* _Written problem_
Copy every line of the material below word for word, leaving out the pictures.

* _Data items_
□ □ □ □

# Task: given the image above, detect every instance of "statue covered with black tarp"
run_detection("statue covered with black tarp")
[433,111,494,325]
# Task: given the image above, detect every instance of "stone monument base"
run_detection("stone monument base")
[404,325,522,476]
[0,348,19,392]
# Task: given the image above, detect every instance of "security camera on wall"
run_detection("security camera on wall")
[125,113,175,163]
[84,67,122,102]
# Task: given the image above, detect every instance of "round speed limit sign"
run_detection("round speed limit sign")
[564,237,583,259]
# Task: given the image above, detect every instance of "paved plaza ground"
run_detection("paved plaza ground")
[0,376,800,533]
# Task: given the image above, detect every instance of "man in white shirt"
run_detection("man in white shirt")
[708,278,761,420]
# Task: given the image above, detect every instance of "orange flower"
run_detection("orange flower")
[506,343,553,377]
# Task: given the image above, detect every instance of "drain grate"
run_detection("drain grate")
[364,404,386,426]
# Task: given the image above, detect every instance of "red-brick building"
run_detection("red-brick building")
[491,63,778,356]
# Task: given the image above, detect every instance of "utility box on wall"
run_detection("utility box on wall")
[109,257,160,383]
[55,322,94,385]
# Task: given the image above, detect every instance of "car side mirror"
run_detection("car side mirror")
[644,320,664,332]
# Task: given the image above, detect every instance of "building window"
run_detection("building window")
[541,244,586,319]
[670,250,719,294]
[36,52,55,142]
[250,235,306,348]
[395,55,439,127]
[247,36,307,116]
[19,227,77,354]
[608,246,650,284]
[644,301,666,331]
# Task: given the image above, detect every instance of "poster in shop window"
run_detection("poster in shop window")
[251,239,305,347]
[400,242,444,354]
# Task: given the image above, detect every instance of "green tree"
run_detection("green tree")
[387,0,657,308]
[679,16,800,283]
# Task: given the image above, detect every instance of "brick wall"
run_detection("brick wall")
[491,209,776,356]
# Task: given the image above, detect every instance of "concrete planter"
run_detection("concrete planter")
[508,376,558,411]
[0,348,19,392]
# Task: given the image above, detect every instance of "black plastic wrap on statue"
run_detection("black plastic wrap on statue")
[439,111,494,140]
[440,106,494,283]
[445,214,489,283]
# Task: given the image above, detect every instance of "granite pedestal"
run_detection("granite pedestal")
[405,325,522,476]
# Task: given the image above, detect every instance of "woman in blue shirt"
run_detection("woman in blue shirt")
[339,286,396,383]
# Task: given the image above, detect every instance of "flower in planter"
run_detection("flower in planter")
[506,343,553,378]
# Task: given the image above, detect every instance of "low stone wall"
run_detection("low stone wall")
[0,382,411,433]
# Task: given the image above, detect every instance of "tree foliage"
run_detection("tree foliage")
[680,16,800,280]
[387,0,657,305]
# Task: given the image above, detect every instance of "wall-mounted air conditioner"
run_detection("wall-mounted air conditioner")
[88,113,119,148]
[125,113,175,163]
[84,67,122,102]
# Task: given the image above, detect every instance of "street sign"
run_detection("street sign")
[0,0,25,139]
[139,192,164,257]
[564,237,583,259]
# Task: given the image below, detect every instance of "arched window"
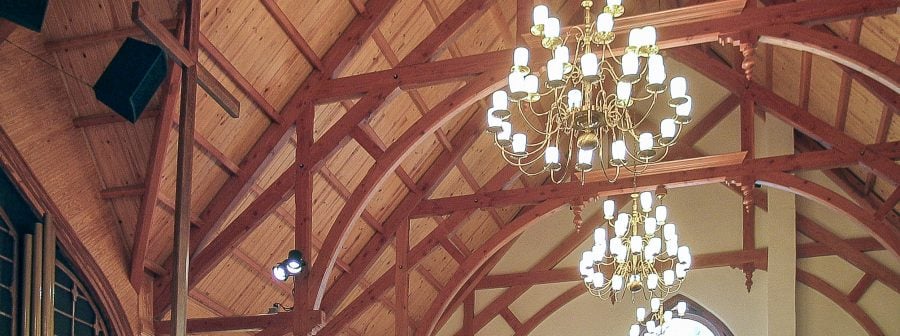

□ □ □ □

* _Task response_
# Task: given the image above, detect every instance of "statue covered with black tarp"
run_detection("statue covered with black tarp")
[433,111,494,325]
# Task: given the image above, detect every instance of "stone monument base"
run_detection("stone monument base")
[404,325,522,476]
[0,348,19,392]
# Task: given the image above, detect every instance of "security camera on wall"
run_detection("security camera on wall")
[125,113,175,163]
[84,67,122,102]
# Task: given the image above, detect every instance of "round speed limit sign"
run_detection("round speed limit sign")
[564,237,583,259]
# Task: given the image above, detect every instance of "paved plaza ground"
run_detection("paved plaza ground")
[0,376,800,533]
# Task: given the image above, detect every instance of "man in white shirt"
run_detection("man in white shirt")
[708,278,761,420]
# Task: given the image above, detect every instance of "orange flower"
run_detection("orange flower")
[506,343,553,377]
# Task: given the image above, detect every instance of "drain grate"
run_detection("drain grate")
[364,404,386,426]
# Task: given the image above, detect every instance of "red-brick building"
run_detection("red-brick building")
[491,63,778,356]
# Task: given the image above, detect every instance of "utility box on wall"
run_detection("utility box on wall")
[109,257,160,383]
[55,322,94,385]
# Task: given the image above, detect every instance of "car side mirror"
run_detection("car side mirror")
[644,320,664,332]
# Task: given the image above, detect every instance of "building window"
run_detection("building window")
[541,244,586,319]
[670,250,719,294]
[36,52,55,142]
[250,235,306,348]
[395,55,439,127]
[247,36,307,116]
[19,227,77,354]
[608,246,650,284]
[644,301,666,331]
# Task: given the image above, detect every instance of "poster in shop window"
run_detection("poster in shop window")
[251,239,305,347]
[400,242,444,354]
# Task: given the image above, detect every instance of "green tree"
run_detection("green tree")
[387,0,657,308]
[679,16,800,283]
# Task: given the image above, detect every instance of "brick wall"
run_detection("brick wall")
[491,209,776,356]
# Task: given the image above, detect every instance of "concrete planter"
run_detection("concrete planter")
[508,376,558,411]
[0,348,19,392]
# Task: given the image above, detect every instance of "black plastic wrap on statue"
run_detection("black plastic wrap on statue")
[439,111,494,140]
[440,106,494,283]
[445,214,489,283]
# Task: given the image above, detect every instance of "granite pedestal"
run_detection("granite pedestal")
[405,325,522,476]
# Task: given the image above, detect every instance of "woman in blue shirt"
run_detection("woman in blue shirt")
[339,286,396,383]
# Task: given the image above, detect every instance of "flower in planter"
run_detection("flower in planter")
[506,343,553,378]
# Task: given the image above, detect every instance of "low stone wall"
run_detection("low stone wall")
[0,382,411,433]
# Task: given the image above, detect every instance of "tree foliage"
run_detection("tree foliage")
[680,16,800,280]
[387,0,657,305]
# Task: given the image above, detect every instance of "wall-mounted air conditioner"
run_detection("wall-mounted air conditioner")
[88,113,119,148]
[125,113,175,163]
[84,67,122,102]
# Task: given the image above, detect every instance of "street sign"
run_detection("street sign")
[0,0,25,139]
[139,192,164,257]
[564,237,583,259]
# Task: given the image below, detect every instance of "arched window"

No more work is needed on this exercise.